> [What you should do]:
Continue the interview about bass-playing influences, picking up right after its final line.

---------- Selected passage ----------

Yeah I saw George was always stuck on the bongos or the bean can.

Yeah right? (laughs) Because their wasn’t enough room for two drummers.

Man, I love that album. So who are some of your biggest influences? Musically speaking.

Well I told you one, Jack Bruce with Cream. You gotta understand, the bass was really strange when I started on it. I didn’t know what it was. I’m 13 in 1970. I was too young for the club scene ya know? So what I know is arena rock. And with arena rock, they’re so far away that it’s hard to know what the fuckin bass looks like. Everyone’s tiny ya know? (laughs) Actually I didn’t even know a bass had bigger strings. Anyway, the records coming from over seas, they mixed the bass louder. Over here, kinda mushy with rock ‘n’ roll bass. But the R’n’B, the Motown, the funk. You could hear the bass. So over here, I learned from a guy from South Carolina named James Jamerson. He’s on a lot of Motown records. Larry Graham in Sly of the Family Stone band, I could hear him. John Entwistle and The Who, Geezer Butler in Black Sabbath, actually a lot of the England rock ‘n’ roll records, you could hear the bass really well. Trevor Bolder in Bowie’s Spiders From Mars, Chas Chandler in The Animals, Pete Quaife from the Kinks, I mean, you could hear these guys. The producers weren’t afraid to pull the bass way up there and thump it in your face ya know? I learned a lot from those guys. There used to be a hierarchy and bass is kinda where you put your retarded friend. Like.. you know little league baseball?

Yeah, I always played right field. But I’m also a bass player so I guess that explains alot.

---------- Recorded data ----------

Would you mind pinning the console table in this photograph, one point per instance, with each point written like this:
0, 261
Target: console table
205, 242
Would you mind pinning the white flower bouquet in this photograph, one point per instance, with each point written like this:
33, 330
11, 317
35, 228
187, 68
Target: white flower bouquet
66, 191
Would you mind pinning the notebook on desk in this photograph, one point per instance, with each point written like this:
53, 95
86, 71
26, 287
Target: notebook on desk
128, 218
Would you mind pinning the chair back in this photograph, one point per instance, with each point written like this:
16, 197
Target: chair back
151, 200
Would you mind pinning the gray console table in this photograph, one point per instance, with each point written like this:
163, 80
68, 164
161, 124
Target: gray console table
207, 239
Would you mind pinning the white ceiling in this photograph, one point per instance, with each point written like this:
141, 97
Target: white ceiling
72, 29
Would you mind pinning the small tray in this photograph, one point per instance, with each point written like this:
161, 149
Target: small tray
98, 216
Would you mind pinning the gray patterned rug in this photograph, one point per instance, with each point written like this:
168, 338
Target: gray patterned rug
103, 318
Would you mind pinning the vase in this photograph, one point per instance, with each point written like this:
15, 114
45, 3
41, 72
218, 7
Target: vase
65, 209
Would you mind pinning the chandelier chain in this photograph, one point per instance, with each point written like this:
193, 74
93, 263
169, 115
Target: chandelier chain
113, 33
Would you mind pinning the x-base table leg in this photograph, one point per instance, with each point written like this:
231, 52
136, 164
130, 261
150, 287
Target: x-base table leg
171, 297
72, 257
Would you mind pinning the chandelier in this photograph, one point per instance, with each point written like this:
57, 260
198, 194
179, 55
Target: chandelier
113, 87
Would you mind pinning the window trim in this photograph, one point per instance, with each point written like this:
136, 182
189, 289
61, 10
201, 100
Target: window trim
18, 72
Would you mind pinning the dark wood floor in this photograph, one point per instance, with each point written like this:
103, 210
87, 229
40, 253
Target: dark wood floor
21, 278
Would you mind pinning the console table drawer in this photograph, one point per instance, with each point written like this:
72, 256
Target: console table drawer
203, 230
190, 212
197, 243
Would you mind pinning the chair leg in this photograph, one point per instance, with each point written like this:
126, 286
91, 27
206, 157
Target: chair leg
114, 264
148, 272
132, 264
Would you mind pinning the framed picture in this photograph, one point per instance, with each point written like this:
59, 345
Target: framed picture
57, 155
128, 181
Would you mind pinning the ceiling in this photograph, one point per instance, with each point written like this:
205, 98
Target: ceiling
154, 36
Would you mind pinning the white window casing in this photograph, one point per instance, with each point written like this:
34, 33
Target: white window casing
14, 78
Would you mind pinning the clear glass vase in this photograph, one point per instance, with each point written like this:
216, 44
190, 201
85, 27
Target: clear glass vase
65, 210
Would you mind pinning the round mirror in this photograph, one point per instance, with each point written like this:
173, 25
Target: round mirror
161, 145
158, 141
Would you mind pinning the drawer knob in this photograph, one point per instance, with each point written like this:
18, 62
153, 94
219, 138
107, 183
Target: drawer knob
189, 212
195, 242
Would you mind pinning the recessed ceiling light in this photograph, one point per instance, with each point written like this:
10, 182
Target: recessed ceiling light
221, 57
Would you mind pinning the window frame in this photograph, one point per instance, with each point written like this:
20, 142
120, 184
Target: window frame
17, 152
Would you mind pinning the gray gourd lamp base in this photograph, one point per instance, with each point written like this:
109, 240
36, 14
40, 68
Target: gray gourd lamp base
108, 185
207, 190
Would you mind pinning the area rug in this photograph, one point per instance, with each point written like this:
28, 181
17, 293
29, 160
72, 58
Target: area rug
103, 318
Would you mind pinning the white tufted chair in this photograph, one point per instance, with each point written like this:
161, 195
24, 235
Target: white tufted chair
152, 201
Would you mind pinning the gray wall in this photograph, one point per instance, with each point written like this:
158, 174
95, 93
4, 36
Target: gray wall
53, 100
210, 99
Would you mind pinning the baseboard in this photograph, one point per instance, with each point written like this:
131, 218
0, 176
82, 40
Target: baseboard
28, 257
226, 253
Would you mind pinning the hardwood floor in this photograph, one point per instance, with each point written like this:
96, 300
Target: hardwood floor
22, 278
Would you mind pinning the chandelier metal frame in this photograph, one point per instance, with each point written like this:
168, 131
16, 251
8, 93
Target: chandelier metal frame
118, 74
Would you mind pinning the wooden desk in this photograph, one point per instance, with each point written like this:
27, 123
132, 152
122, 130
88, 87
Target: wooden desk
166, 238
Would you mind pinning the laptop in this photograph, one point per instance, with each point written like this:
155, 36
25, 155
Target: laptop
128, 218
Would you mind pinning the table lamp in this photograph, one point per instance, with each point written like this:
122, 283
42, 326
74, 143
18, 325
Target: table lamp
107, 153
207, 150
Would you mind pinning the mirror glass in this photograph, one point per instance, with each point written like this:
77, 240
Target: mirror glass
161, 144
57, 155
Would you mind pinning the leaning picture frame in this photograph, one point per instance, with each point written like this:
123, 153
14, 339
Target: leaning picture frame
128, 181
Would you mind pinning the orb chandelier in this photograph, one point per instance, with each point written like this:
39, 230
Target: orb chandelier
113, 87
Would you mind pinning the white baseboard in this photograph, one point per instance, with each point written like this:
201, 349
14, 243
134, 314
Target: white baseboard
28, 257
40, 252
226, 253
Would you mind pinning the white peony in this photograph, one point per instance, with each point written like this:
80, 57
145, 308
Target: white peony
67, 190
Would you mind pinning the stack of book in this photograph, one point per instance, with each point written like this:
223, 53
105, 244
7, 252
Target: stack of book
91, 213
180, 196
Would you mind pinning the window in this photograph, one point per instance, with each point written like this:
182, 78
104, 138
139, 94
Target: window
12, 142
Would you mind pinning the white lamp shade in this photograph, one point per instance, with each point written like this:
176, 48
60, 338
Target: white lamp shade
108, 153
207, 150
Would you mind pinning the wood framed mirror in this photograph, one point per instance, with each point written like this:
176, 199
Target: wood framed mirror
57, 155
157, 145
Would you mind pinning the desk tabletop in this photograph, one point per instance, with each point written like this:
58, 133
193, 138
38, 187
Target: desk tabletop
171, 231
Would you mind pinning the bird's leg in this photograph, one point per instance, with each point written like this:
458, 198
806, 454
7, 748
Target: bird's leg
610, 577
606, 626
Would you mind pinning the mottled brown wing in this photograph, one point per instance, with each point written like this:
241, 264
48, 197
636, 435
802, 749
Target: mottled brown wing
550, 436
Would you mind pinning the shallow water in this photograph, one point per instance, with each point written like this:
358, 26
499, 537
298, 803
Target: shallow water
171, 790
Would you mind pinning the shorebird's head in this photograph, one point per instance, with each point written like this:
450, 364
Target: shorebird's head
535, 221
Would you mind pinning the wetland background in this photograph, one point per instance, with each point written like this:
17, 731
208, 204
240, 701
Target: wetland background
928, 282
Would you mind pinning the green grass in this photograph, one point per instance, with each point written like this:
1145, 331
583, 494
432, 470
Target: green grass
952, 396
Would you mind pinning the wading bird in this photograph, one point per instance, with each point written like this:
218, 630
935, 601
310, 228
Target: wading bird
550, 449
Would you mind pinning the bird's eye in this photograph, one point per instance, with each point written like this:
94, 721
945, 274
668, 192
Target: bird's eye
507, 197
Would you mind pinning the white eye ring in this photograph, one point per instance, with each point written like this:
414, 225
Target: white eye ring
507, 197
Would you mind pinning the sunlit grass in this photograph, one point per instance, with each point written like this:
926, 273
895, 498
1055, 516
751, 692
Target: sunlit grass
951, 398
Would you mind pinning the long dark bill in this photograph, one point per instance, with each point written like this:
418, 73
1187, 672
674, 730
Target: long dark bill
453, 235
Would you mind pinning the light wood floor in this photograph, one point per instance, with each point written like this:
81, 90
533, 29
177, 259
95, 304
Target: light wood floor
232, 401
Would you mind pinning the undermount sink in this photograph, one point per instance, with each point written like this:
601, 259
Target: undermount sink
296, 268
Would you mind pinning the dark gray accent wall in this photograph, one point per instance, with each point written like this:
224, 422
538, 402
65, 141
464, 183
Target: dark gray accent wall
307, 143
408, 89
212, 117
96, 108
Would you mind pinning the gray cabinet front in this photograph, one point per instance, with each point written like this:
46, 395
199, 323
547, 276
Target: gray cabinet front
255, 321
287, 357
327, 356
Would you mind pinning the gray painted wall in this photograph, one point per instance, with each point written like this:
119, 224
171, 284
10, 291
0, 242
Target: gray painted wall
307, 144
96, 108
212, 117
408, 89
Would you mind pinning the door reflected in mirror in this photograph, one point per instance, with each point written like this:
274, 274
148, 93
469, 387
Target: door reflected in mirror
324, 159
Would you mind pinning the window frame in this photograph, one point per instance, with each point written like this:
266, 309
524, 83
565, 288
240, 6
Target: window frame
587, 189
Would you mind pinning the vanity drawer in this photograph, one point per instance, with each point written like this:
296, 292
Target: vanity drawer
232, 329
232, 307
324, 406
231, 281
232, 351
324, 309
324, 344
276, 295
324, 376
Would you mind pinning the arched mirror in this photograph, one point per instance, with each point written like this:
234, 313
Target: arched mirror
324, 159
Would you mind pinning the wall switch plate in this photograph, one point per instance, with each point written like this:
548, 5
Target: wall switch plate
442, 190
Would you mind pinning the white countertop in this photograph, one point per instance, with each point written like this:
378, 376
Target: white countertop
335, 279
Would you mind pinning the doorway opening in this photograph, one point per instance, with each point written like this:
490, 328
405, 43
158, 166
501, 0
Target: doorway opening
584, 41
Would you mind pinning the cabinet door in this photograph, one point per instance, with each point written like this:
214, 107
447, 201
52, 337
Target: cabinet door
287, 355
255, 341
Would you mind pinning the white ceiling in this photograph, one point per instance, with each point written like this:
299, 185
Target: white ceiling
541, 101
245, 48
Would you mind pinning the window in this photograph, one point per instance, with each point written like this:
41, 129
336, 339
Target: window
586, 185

----------

> [Answer to this task]:
(Laughs) It’s like right field right? So when you’re a kid, most dudes hit left. So no one hits it to right field. It was sort of like that, but punk changed things. If you’re a bass man, then you can fuckin relate to this. We were given more respect in a way. D. Boon said that was the political part of the Minutemen. He said the lyrics were just thinking out loud. He thought it was the way we put together the band. By playing the guitar trebly and little, and letting the bass and the drums come up. He thought that was more equal.

I feel like a lot of people missed that.

It’s because we never explained it. Our philosophy was the knowing is in the doing. So we expected people to pick up on the shit and don’t use words. But then what happened was, shit got lost. (laughs) Like you talk about Double Nickels On The Dime. Nobody ever understood the album title. It was very clear to us. You had to drive 55 miles per hour exactly.

And that was like a law that was passed right?

Yeah, it was to save on gas. If you can believe it, gas used to be 25 cents per gallon. Then it jumped to 50 cents and there was a panic. Okay, so let’s save gas by driving slower. That’s what it was. And actually, what our reaction was. It was to Carter, from next door in Georgia there. It was reacting more to this guy named Sammy Hagar. Cause he wrote a song saying that he couldn’t drive 55. He called himself the Red Rebel or something like that. The Red Rocker. But his music seemed like- you’re gonna be all “dangerous driver” but you’re not dangerous with your music. So we’ll be safe with the driving.. Well we had to cause we drove Econos and shit. (laughs) But we’ll try to be dangerous with the music. People still didn’t get it. They thought we were talking about the roads or something. Like interstate 10 or something.

And then we get the iconic, driving 55 with the eyes in the mirror cover.

Right? And in the sign, it has our town’s name. San Pedro. But the tragic thing was, when they laid out the picture for the album cover, they moved it over. So it cut off the “O”. Can you believe how difficult that shot was? Because we only had 3 shots. I had my buddy Dirk in the backseat of my Volkswagen. I had to get all three of those things in the shot. The eyes, the speedometer, and the name of the town. And it’s film ya know? You gotta wait till that shit’s developed! (laughs) But we got it, we got it. We took three tries and just rolled the dice. And one of em came out. But they moved it too much over and cut off the “O…” Damn.
mike watt on the dime.jpg
But it’s still a perfect album cover. And that’s the same flannel from the fIREHOSE album cover right?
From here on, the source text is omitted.